• [DIRECTIONS]: Copy every one of the rows below word for word, but leave out the pictures.

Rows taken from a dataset
::::::::::

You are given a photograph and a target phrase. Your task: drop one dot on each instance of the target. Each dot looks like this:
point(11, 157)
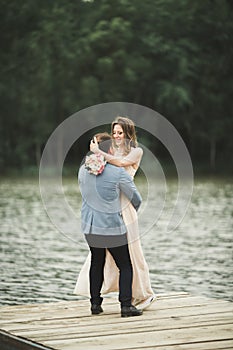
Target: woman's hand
point(94, 147)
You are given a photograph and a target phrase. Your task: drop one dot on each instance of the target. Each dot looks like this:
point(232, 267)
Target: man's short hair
point(104, 140)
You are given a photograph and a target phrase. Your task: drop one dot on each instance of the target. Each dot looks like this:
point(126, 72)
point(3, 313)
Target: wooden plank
point(174, 321)
point(142, 340)
point(82, 309)
point(209, 345)
point(10, 342)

::::::::::

• [EXERCISE ANSWER]:
You are given a photograph and a target phrase. Your task: drop one dot on each instance of the target. Each dot looks like this:
point(11, 157)
Target: woman's hand
point(94, 147)
You are given a photograph and a target phrase. Your task: drop one dot on each instance of the target. Each dot looks like this:
point(232, 267)
Target: man's short hair
point(104, 140)
You are given a photograph and a target phrase. Your task: drop one dot on each instance of the target. Each dot looks like this:
point(126, 72)
point(3, 313)
Target: wooden plank
point(174, 321)
point(142, 340)
point(82, 309)
point(209, 345)
point(10, 342)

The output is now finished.